## Text excerpt
++++

Remote Sensing Image Captioning is a special case of Image Captioning which solves the difficulties in processing the remote sensing images. Issues may arise due to translation, rotation and viewpoint of images and maintaining semantic consistency in the generated captions. This method of describing a remote sensing scene in the form of sentences plays an important role in a number of fields, such as image retrieval, scene classification and as a vision companion. A Domain-driven approach is developed, in which the domain probabilities are used for captioning the remote sensing images. This approach concentrates on the domain- based information available in the images. A new dataset, called UAVIC dataset is created for images captured using Unmanned Aerial Vehicle (UAV), which covers wide range of land having multiple terrains and gives a better view of the landscapes. The proposed domain driven approach is applied to UCM and UAVIC dataset and the quality of resulting captions are evaluated using BLEU scores.

++++

## Material
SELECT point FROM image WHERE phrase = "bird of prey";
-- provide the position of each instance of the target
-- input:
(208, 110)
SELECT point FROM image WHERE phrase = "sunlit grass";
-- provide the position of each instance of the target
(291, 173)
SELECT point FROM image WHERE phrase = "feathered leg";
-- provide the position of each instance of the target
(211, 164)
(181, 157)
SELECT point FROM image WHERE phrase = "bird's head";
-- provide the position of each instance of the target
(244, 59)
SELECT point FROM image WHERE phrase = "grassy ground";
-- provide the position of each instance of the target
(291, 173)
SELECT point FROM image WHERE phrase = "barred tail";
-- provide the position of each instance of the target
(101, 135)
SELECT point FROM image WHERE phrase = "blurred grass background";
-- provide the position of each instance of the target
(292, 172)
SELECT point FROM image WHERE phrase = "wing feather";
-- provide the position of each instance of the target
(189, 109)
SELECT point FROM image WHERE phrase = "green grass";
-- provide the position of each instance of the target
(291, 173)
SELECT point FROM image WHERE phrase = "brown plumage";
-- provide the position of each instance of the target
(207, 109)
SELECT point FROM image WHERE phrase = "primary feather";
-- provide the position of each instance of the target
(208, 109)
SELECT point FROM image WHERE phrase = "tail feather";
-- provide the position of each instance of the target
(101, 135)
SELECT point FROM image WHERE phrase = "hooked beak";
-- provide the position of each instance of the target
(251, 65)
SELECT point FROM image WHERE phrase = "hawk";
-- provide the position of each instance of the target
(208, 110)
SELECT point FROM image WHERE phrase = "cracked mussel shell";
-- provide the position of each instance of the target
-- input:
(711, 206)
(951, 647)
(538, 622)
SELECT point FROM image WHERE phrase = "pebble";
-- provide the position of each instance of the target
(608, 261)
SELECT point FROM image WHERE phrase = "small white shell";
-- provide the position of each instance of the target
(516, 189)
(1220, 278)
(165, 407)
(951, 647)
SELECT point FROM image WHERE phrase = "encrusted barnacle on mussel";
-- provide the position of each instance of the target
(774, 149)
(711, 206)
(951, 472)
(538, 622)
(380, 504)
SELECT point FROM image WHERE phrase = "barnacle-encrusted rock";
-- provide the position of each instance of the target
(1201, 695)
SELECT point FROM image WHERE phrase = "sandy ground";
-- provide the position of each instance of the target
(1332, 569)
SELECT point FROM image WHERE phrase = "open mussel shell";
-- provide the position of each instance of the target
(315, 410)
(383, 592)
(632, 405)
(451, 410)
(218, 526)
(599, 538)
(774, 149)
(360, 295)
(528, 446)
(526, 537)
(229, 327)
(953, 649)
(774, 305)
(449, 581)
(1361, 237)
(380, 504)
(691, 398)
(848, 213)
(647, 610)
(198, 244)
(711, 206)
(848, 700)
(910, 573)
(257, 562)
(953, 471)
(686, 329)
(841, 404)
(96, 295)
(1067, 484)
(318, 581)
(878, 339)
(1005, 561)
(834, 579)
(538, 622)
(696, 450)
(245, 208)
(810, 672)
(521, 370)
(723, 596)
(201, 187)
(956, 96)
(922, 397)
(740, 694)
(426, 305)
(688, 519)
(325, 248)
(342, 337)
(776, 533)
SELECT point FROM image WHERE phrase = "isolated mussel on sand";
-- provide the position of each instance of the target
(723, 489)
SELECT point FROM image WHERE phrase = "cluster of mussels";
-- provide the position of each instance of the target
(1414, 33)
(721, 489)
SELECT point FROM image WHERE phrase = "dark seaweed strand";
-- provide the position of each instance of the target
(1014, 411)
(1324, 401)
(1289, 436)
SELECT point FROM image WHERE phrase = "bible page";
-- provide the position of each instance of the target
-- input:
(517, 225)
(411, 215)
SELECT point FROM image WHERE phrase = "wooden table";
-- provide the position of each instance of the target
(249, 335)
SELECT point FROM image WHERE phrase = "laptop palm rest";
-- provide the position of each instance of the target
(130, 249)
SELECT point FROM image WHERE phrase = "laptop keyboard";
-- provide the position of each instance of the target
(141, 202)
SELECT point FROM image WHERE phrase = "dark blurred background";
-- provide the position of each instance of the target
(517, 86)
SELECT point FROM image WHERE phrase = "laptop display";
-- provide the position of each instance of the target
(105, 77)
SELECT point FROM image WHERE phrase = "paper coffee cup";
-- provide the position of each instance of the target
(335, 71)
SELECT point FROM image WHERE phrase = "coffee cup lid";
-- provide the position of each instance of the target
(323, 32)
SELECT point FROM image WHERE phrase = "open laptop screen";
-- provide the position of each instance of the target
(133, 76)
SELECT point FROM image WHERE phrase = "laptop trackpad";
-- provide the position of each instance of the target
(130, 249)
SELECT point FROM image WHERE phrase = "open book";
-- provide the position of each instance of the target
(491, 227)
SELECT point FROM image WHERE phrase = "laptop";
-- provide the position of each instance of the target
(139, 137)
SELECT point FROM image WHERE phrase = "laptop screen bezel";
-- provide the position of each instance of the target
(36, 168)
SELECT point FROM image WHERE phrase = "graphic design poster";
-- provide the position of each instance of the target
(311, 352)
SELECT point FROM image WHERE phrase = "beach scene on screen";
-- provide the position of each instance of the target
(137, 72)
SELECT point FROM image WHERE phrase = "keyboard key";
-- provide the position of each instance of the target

++++

## Objective 1
In the remote sensing captioning text, rewrite the paragraph beginning "Remote Sensing Image Captioning is a special case" as a short bulleted list that keeps its main facts.
## Objective 2
Which fields does the remote sensing captioning text name as ones where describing a scene in sentences plays an important role? List them all.
## Objective 3
Write the next part of the remote sensing captioning text, picking up after its final sentence.

## Written reply 1
- Remote sensing image captioning is a special case of image captioning that deals with the difficulties of processing remote sensing images.
- Problems can come from the translation, rotation and viewpoint of images, and from keeping the generated captions semantically consistent.
- Describing a remote sensing scene in sentences matters in fields such as image retrieval, scene classification and as a vision companion.
- A domain-driven approach uses domain probabilities to caption remote sensing images and focuses on the domain-based information in them.
- A new dataset, UAVIC, holds images taken by an Unmanned Aerial Vehicle (UAV) and covers a wide range of land with multiple terrains, giving a better view of landscapes.
- The approach is applied to the UCM and UAVIC datasets, and caption quality is measured with BLEU scores.

## Written reply 2
- Image retrieval
- Scene classification
- As a vision companion

## Written reply 3
- Google Collab and Drive
- if running offline,
- Python
- Jupyter notebook
Place the .ipynb files in Google Drive and run in Google Collab after creating the below directory structure in Drive.
.
├── Description
│ ├── testall.txt
│ └── trainnew.txt
├── Features
│ ├── dataset_one_hot_combined.pkl
│ ├── domain_features.pkl
│ └── features_resnet152_combined.pkl
├── model
│ └── results
├── classify_domain.ipynb
├── sample-lstm2\ (1).ipynb
└── sample-lstm2.ipynb
Special thanks to Team Dhaksha for providing us with raw images for the dataset. DHAKSHA is an End-to End solution provider in the field of UAS/UAV Technology from Concept Design to Manufacturing & After-market operational support services, viz., Please do check them out at https://www.teamdhaksha.com/.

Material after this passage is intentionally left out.